▸ Text:
—————
PFPL Chapter 19 System PCF of Recursive Functions
Please refer this link from page 167 to 176.
Intros on General Recursion and Fixpoint
System T is introduced as a basis for discussing total computations, those for which the type systems guarantees termination.
Language M generalizes T to admit inductive and coinductive types, while preserving totality.
PCF will be introduced here as a basis for discussing partial computations, those may not terminate while evaluated, even if they are well typed.
Seems like a disadvantage, it admits greater expressive power than is possible in T.
The source of partiality in PCF is the concept of general recursion, permitting solution of equations between expressions. We can see the advantages and disadvantages clearly that:
- The price of admitting solutions to all such equations is that the computation may not terminate: the solution of some equations may be divergent or undefined.
- The advantage is that termination proof need not be embedded into the code, resulting in short code.
A solution to such a system of equations is a fixed point of an associated functional (higher-order function).
—————
▸ Direction A: Name each language or system that the PCF text mentions.

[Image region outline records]
—————
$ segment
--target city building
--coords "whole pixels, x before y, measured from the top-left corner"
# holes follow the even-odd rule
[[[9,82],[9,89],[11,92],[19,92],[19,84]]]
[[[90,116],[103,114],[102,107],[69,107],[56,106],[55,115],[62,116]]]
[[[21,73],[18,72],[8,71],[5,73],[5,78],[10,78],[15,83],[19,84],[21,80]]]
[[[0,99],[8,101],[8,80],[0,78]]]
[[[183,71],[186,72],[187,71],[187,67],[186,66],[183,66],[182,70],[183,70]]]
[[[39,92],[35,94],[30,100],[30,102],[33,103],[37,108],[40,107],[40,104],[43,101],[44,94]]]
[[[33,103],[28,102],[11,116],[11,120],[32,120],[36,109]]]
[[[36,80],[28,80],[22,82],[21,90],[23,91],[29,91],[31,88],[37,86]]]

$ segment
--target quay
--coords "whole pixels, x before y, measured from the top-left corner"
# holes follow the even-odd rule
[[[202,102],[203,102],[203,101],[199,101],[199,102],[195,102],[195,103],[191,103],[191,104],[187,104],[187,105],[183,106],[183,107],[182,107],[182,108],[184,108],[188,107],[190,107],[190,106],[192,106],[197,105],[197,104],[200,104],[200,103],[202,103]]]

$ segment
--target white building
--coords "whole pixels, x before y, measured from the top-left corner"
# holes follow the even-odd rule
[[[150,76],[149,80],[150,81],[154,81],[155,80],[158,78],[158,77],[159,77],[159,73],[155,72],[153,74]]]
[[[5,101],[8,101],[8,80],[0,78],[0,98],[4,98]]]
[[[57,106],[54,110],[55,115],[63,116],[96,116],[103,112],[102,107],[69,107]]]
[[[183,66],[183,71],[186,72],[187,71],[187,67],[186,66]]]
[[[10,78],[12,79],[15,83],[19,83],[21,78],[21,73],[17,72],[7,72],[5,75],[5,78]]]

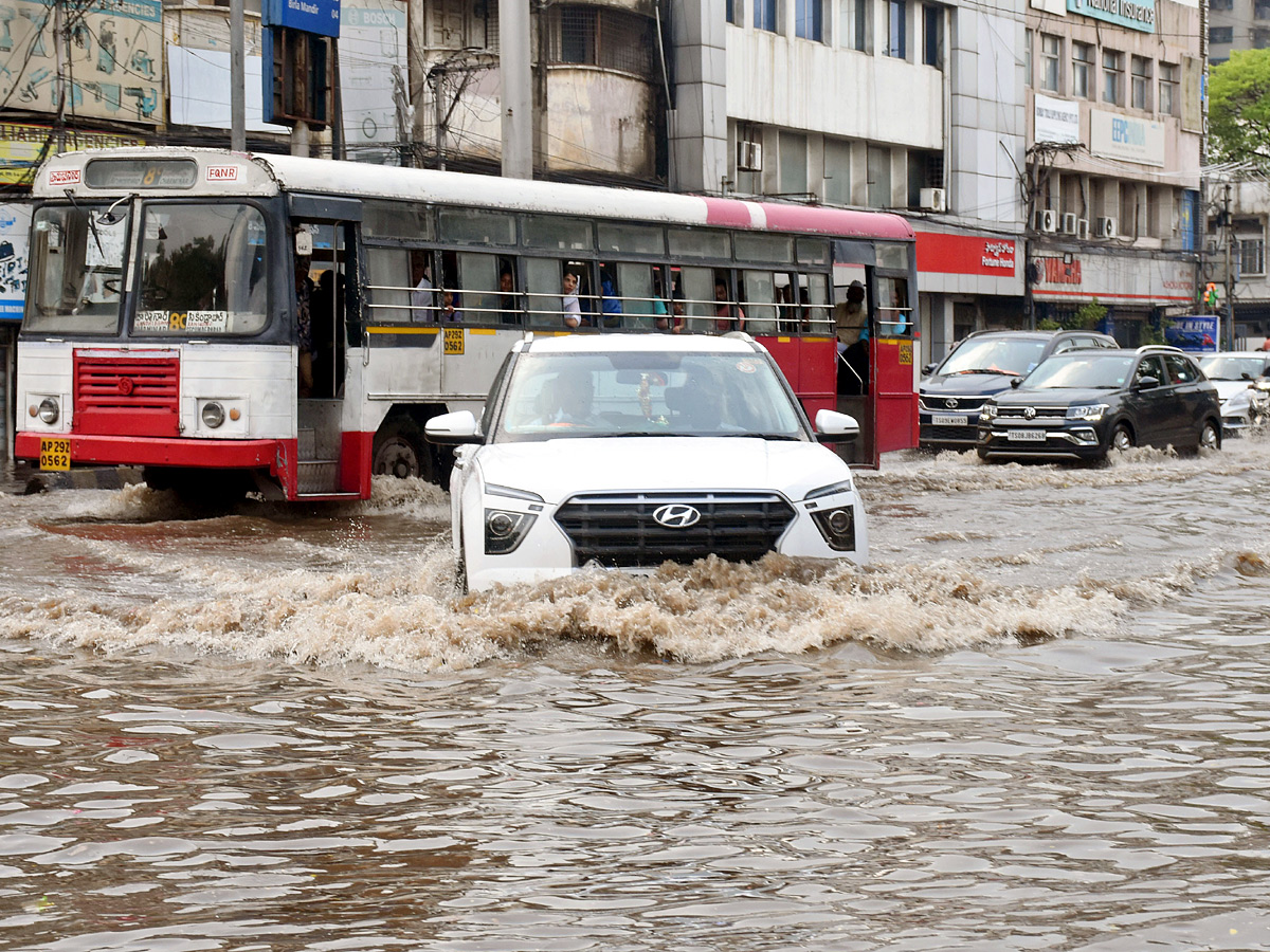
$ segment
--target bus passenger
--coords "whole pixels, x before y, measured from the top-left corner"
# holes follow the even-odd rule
—————
▸ Direction B: Retype the region outline listing from its first line through the line containing "[[[0,99],[8,101],[8,80],[0,78]]]", including both of those lines.

▸ Written solution A: System T, Language M, PCF

▸ Written solution B:
$ segment
--target city building
--coords "whole pixels, x before y, measured from the top-left corner"
# holes follow the even-odd rule
[[[9,82],[9,89],[11,92],[19,92],[19,84]]]
[[[90,116],[103,114],[102,107],[69,107],[56,106],[55,115],[62,116]]]
[[[21,73],[18,72],[8,71],[5,73],[5,78],[10,78],[15,83],[19,84],[21,80]]]
[[[0,99],[8,101],[8,80],[0,78]]]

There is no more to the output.